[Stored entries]
* * * * * * * * *

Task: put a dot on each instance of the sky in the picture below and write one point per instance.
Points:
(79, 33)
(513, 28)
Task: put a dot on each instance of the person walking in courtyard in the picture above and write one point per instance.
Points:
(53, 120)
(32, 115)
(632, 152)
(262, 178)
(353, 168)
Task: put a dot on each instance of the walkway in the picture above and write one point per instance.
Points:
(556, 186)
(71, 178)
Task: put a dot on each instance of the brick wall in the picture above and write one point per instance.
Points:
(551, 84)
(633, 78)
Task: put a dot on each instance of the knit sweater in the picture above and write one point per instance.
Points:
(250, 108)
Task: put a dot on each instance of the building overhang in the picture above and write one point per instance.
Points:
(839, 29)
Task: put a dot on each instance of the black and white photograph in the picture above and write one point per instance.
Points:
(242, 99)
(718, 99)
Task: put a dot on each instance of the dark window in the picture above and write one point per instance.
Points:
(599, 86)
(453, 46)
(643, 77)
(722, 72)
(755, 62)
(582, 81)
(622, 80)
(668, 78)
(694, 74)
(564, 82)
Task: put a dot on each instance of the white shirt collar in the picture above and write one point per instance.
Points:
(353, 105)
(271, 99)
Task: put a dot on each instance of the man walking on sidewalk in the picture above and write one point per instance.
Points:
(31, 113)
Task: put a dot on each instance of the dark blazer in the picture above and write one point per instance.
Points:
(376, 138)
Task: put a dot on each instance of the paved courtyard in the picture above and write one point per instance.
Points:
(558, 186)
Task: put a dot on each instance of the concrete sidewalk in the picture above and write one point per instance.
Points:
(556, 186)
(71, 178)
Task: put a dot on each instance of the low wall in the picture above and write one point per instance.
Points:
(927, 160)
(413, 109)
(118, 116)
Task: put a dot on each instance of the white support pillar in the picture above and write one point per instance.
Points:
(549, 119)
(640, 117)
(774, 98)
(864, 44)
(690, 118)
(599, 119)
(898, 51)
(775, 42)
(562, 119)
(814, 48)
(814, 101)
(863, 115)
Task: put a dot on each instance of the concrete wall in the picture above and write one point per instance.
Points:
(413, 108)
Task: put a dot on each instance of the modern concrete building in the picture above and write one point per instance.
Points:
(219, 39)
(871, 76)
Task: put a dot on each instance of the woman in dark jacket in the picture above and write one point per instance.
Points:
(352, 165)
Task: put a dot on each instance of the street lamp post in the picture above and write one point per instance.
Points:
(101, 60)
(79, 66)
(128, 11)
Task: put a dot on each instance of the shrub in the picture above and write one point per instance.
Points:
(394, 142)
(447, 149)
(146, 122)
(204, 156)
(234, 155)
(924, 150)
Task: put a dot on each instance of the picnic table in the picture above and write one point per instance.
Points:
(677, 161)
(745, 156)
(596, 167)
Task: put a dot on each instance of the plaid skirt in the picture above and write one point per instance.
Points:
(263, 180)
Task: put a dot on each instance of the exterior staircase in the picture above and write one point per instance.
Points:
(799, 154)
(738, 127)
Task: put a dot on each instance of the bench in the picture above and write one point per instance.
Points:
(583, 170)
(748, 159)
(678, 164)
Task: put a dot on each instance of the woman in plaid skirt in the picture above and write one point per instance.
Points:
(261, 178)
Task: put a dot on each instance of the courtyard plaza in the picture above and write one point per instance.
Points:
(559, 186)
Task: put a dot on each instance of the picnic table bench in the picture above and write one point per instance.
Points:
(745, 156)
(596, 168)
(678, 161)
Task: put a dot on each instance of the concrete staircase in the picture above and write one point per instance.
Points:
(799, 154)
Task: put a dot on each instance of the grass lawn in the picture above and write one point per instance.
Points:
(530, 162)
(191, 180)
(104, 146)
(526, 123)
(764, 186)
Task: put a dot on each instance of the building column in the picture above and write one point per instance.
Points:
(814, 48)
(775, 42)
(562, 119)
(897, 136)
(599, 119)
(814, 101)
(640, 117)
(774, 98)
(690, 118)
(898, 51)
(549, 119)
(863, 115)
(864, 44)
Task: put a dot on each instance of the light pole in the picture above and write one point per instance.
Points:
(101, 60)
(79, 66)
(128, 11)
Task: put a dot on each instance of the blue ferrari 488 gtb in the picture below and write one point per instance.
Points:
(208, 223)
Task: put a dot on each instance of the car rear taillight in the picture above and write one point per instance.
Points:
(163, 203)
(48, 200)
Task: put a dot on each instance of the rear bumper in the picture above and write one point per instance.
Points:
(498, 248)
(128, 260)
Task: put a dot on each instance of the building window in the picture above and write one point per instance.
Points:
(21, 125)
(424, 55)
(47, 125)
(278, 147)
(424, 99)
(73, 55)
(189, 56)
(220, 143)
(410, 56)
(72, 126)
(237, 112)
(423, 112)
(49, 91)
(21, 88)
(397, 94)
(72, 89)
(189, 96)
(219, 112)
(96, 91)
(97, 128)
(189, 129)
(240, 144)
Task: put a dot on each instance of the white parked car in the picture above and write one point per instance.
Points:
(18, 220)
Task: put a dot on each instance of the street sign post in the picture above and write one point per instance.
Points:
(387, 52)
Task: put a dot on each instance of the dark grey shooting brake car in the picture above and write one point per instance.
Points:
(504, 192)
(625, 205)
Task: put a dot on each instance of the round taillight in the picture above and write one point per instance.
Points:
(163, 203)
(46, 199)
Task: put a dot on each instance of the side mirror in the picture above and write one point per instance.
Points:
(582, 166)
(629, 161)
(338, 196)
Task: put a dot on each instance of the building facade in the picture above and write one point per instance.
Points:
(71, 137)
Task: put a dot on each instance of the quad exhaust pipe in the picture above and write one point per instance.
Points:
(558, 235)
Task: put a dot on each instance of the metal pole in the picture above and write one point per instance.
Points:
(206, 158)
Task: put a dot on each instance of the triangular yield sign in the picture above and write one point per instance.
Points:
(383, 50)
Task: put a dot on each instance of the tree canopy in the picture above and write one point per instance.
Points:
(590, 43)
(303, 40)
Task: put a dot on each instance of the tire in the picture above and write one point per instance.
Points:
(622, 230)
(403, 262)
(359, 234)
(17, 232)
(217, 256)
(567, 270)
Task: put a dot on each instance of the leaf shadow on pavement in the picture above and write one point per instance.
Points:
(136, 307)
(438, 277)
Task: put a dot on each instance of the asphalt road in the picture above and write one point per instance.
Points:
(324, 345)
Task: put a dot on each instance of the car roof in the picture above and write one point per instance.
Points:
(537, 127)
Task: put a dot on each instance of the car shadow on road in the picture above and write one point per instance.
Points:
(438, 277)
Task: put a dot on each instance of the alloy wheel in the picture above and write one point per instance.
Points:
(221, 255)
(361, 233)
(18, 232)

* * * * * * * * *

_Exercise goal_:
What is wanted is the complete set of entries, returned verbatim.

_Reply_:
Task: put a dot on each instance of the sky in the picture below and write one point per instance.
Points:
(79, 33)
(513, 28)
Task: put a dot on each instance of the person walking in courtyard in the picture above and write one point per instance.
Points:
(53, 120)
(32, 115)
(632, 152)
(262, 178)
(353, 168)
Task: put a dot on each instance of the walkway in the picture above and write one point per instance.
Points:
(556, 186)
(71, 178)
Task: put a dot on each instance of the brick wall in the picture above and write one point per instance.
Points:
(551, 84)
(633, 78)
Task: put a dot on each instance of the knit sweater in the picture above and write one point per instance.
Points:
(250, 108)
Task: put a dot on each instance of the building overhang in the picture above and write one point per instance.
Points:
(839, 29)
Task: put a dot on each instance of the black and white photograph in the picture above and write one point per instance.
Points:
(242, 99)
(718, 99)
Task: put a dot on each instance of the dark window in the picture above and write one point per instance.
Points:
(599, 86)
(453, 46)
(643, 77)
(722, 72)
(755, 62)
(582, 81)
(622, 80)
(668, 78)
(694, 74)
(564, 82)
Task: put a dot on each instance of the white shirt collar in the picture above and write one point per instance.
Points:
(353, 105)
(271, 99)
Task: put a dot on each instance of the man walking on sidewalk in the picture above and write one point per instance.
Points:
(31, 113)
Task: put a dot on each instance of the dark blazer in the picture above and write one point per instance.
Points:
(376, 138)
Task: put a dot on each instance of the paved courtyard in the picture above and write one point per instance.
Points:
(558, 186)
Task: put a dot on each instance of the concrete sidewalk in the picture above and write one point per instance.
Points:
(556, 186)
(71, 178)
Task: put a dot on each instance of the low wall in the picture above and write one point per instance.
Points:
(927, 160)
(413, 109)
(118, 116)
Task: put a dot on each instance of the white support pillar in the picture above and write one point per instance.
Points:
(549, 119)
(640, 117)
(774, 98)
(864, 44)
(690, 118)
(599, 119)
(898, 51)
(775, 42)
(562, 119)
(814, 48)
(814, 101)
(863, 115)
Task: put a dot on each instance of the concrete wall in the picture above and write one point per instance.
Points:
(413, 108)
Task: put a dot on each instance of the modern concrete building in the picture above and write one point per instance.
Points:
(219, 39)
(871, 76)
Task: put a dot on each instance of the woman in dark jacket in the picture above and write one point per instance.
Points:
(352, 165)
Task: put a dot on each instance of the street lamp post in the picture above and write one point per instance.
Points:
(101, 60)
(79, 66)
(128, 11)
Task: put a dot on each instance of the shrub in the picture above and write one point per instance.
Points:
(394, 142)
(447, 149)
(146, 122)
(204, 156)
(234, 155)
(924, 150)
Task: put a dot on each instance of the picnic table in the picture above and write one point per instance.
Points:
(677, 161)
(745, 156)
(596, 167)
Task: put a dot on each instance of the plaid skirt in the picture above and write one point per instance.
Points:
(263, 180)
Task: put a dot on each instance of the exterior staircase in the picture above and write one point per instance.
Points:
(799, 154)
(738, 127)
Task: put a dot on each instance of the bench in the picture above and write one point per instance.
Points:
(583, 170)
(748, 159)
(678, 164)
Task: put a dot on each instance of the woman in plaid skirt in the picture above and write one point per instance.
Points:
(261, 178)
Task: put a dot on each instance of the courtyard plaza in the picture above and write one point per instance.
Points:
(559, 186)
Task: put a dot on each instance of the picnic table bench in the picture above and write one point per instance.
Points:
(745, 156)
(596, 168)
(678, 161)
Task: put a dot on each instance of the concrete staircase in the picture above and write one point per instance.
Points:
(799, 154)
Task: put a dot on each instance of the grass lawn in the picture above and write one point per instance.
Points:
(530, 162)
(191, 180)
(104, 146)
(526, 123)
(764, 186)
Task: put a dot on each instance of the building column in the picture above and write one point per instance.
Points:
(814, 48)
(775, 42)
(562, 119)
(897, 136)
(599, 119)
(814, 101)
(640, 117)
(774, 98)
(690, 118)
(898, 51)
(549, 119)
(863, 115)
(864, 44)
Task: put a dot on each instance of the light pole in the picture above and write one point per instance.
Points:
(101, 60)
(79, 66)
(128, 11)
Task: put a dot on each instance of the blue ferrari 488 gtb in the picture below and write one point per instance.
Points:
(208, 223)
Task: put a dot on each instance of the car rear taillight in the picture above and write one point per instance.
Points:
(163, 203)
(48, 200)
Task: put a dot on each instance of the rear bumper in the picture above and write one point per instance.
Points:
(498, 248)
(128, 260)
Task: put a dot on each instance of the building window in the picture above and write one point per instance.
Points:
(21, 125)
(424, 55)
(47, 125)
(278, 147)
(424, 99)
(73, 55)
(189, 56)
(220, 143)
(410, 56)
(72, 126)
(237, 112)
(423, 112)
(49, 91)
(21, 88)
(397, 94)
(72, 89)
(189, 96)
(219, 112)
(96, 91)
(97, 128)
(189, 129)
(240, 144)
Task: put a dot on each instance of the white parked car in the picture above and write one point per instance.
Points:
(18, 220)
Task: put a dot on each instance of the street sign post in the picture above and write one point per instance.
Points:
(387, 52)
Task: put a dot on each instance of the dark grey shooting brake car in the picture above and write one point per instance.
Points:
(504, 192)
(625, 205)
Task: put a dot on each instance of the round taillight in the picture above and write one point per instance.
Points:
(163, 203)
(46, 199)
Task: put a dot on each instance of the side mirror in the picture above and write one point per instance.
Points:
(582, 166)
(629, 161)
(338, 196)
Task: put a dot on each instance of the building facade in the picture above and write one point per instance.
Points:
(71, 137)
Task: put a dot on each instance of the quad exhaust pipe in the picture above and write one point per instance.
Points:
(558, 235)
Task: put a dot on each instance of the metal pole in the picture above and write one point per instance.
Points:
(206, 158)
Task: put a dot on each instance of the triangular yield sign in the picture above and write one point per instance.
Points:
(383, 50)
Task: put a dot on each instance of the tree canopy in the picture above and write one point per instance.
Points:
(590, 43)
(303, 40)
Task: put a dot on each instance of the tire in the picture above and write one point per instance.
Points:
(622, 230)
(403, 262)
(359, 234)
(17, 232)
(217, 256)
(567, 270)
Task: put a dot on each instance of the leaf shadow on pavement in the picture above and write one point per instance.
Points:
(136, 307)
(438, 277)
Task: put a dot on each instance of the asphalt road in the picture above and write one point per instance.
Points:
(324, 345)
Task: put a dot on each instance of the car roof in the picture above and write one point per instance.
Points:
(537, 127)
Task: put a dot on each instance of the car shadow on road in the picture above and write one point per instance.
Points:
(438, 277)
Task: put a dot on each instance of the alloy wheel in the picture above and write one point per instance.
Points:
(221, 255)
(361, 233)
(18, 232)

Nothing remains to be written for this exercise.